> GOAL: Every line below must be reproduced exactly. Copy them all.

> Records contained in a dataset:
%%
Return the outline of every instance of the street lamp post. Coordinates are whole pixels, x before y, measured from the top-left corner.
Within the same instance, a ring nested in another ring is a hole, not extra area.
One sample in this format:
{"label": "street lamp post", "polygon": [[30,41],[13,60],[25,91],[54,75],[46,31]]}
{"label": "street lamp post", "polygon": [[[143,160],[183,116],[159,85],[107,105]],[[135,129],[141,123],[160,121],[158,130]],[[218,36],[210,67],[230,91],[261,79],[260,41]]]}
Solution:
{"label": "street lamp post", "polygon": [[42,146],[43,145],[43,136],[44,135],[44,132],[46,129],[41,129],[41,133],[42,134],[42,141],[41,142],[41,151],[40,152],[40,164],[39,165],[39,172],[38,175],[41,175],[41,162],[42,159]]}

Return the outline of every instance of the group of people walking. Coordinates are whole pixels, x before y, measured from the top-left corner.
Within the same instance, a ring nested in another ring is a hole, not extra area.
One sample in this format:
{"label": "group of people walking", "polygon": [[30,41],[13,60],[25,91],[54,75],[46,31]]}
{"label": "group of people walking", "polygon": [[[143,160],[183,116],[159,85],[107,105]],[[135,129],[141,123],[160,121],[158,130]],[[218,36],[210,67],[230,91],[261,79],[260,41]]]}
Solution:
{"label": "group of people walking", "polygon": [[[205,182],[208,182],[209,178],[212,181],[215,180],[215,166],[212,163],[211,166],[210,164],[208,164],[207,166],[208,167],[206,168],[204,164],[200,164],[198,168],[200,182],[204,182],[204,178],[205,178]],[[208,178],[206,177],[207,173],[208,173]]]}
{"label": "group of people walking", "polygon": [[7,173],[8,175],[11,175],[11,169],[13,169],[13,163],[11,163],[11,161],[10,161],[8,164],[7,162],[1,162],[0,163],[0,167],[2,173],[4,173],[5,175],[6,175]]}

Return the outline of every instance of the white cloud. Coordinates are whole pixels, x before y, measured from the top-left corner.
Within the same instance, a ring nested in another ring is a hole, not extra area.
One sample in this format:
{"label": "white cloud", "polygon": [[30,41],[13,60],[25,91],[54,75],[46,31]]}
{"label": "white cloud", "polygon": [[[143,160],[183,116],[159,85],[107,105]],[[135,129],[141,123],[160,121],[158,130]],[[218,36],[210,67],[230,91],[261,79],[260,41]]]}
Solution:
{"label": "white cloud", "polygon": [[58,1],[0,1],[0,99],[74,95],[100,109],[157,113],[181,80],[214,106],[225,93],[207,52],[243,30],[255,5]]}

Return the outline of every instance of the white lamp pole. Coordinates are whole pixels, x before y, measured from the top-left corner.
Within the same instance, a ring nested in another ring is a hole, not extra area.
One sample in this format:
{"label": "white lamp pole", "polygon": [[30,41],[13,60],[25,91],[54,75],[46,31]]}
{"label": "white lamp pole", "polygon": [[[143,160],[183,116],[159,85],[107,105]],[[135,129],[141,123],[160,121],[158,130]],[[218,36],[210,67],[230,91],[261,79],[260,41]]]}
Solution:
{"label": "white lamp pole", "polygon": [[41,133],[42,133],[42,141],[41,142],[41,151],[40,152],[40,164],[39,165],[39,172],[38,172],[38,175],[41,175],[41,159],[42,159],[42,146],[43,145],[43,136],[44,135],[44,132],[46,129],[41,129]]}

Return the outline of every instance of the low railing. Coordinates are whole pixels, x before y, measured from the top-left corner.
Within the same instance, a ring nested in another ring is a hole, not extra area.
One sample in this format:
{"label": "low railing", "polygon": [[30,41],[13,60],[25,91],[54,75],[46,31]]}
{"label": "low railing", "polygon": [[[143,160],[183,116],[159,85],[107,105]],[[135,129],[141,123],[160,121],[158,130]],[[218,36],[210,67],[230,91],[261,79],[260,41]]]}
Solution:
%%
> RESULT OF THIS TASK:
Return the outline of every instance of the street lamp post. Coordinates are whole pixels, x before y, measured from the top-left corner.
Within the same instance, a ring nested in another ring is a hole, not extra area.
One sample in this format:
{"label": "street lamp post", "polygon": [[30,41],[13,60],[25,91],[54,75],[46,31]]}
{"label": "street lamp post", "polygon": [[[143,160],[183,116],[159,85],[107,105]],[[135,129],[141,123],[160,121],[158,130]],[[218,36],[210,67],[230,91],[261,79],[260,41]]]}
Solution:
{"label": "street lamp post", "polygon": [[42,146],[43,145],[43,136],[44,135],[44,132],[46,129],[41,129],[41,133],[42,134],[42,141],[41,142],[41,151],[40,152],[40,164],[39,165],[39,172],[38,175],[41,175],[41,162],[42,159]]}

Return the outline of every instance of the group of people walking. Coordinates are whole pixels, x before y, measured from the top-left corner.
Within the same instance, a ring nested in another ring is a hole, not extra area.
One sample in this format:
{"label": "group of people walking", "polygon": [[30,41],[13,60],[25,91],[54,75],[46,31]]}
{"label": "group of people walking", "polygon": [[[143,160],[183,116],[159,85],[107,105]],[[135,129],[141,123],[160,121],[158,130]],[[218,36],[210,67],[230,91],[261,79],[260,41]]]}
Solution:
{"label": "group of people walking", "polygon": [[[205,182],[208,182],[209,178],[212,181],[215,180],[215,166],[212,163],[211,166],[210,164],[208,164],[207,166],[208,167],[206,168],[204,164],[200,164],[198,168],[200,182],[204,182],[204,178],[205,178]],[[208,178],[206,177],[207,173],[208,173]]]}
{"label": "group of people walking", "polygon": [[7,173],[8,175],[11,175],[11,169],[13,169],[13,163],[11,163],[11,161],[10,161],[8,164],[7,162],[1,162],[0,163],[0,167],[2,173],[4,173],[5,175],[6,175]]}

Return the outline of every instance of the white cloud. Coordinates are whole pixels, x before y, measured from the top-left corner.
Within the same instance, a ring nested in another ring is a hole, not extra area.
One sample in this format:
{"label": "white cloud", "polygon": [[30,41],[13,60],[25,91],[54,75],[46,31]]}
{"label": "white cloud", "polygon": [[[143,160],[183,116],[159,85],[107,105]],[[135,129],[141,123],[160,121],[158,130]],[[218,36],[210,67],[230,91],[261,79],[260,41]]]}
Solution:
{"label": "white cloud", "polygon": [[58,1],[0,1],[0,99],[74,95],[100,109],[157,113],[181,80],[214,106],[225,93],[207,52],[243,30],[255,5]]}

Return the outline of every instance of the white lamp pole. Coordinates are whole pixels, x before y, measured from the top-left corner.
Within the same instance, a ring nested in another ring is a hole, not extra area.
One sample in this format:
{"label": "white lamp pole", "polygon": [[30,41],[13,60],[25,91],[54,75],[46,31]]}
{"label": "white lamp pole", "polygon": [[[143,160],[183,116],[159,85],[107,105]],[[135,129],[141,123],[160,121],[158,130]],[[218,36],[210,67],[230,91],[261,79],[260,41]]]}
Solution:
{"label": "white lamp pole", "polygon": [[41,133],[42,133],[42,141],[41,142],[41,151],[40,152],[40,164],[39,165],[39,172],[38,172],[38,175],[41,175],[41,159],[42,159],[42,146],[43,145],[43,136],[44,135],[44,132],[46,129],[41,129]]}

Return the outline of every instance of the low railing. Coordinates are whole pixels, x before y, measured from the top-left corner.
Within the same instance, a ring nested in another ring is a hole, not extra area.
One sample in this format:
{"label": "low railing", "polygon": [[30,41],[13,60],[25,91],[54,75],[46,31]]}
{"label": "low railing", "polygon": [[[143,160],[183,116],[159,85],[107,105]],[[135,129],[141,123],[160,121],[158,130]],[[218,36],[210,67],[230,91],[261,79],[260,41]]]}
Solution:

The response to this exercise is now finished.